*Data:*
——
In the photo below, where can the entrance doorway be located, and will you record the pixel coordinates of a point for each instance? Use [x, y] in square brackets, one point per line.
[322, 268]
——
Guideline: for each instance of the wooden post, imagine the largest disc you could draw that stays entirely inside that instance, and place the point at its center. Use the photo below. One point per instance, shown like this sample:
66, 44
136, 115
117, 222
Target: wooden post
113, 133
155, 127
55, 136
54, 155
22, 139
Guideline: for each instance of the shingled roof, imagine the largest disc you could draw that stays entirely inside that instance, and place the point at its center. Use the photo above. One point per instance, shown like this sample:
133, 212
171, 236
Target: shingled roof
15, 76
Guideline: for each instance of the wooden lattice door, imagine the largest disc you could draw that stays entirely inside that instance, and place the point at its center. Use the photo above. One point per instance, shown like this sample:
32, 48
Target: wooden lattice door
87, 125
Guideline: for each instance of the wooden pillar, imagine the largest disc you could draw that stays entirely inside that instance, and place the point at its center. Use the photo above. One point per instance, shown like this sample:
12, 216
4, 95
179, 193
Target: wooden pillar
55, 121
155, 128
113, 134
——
Among the entries, how many lines include the word "above"? Answer with only the number.

3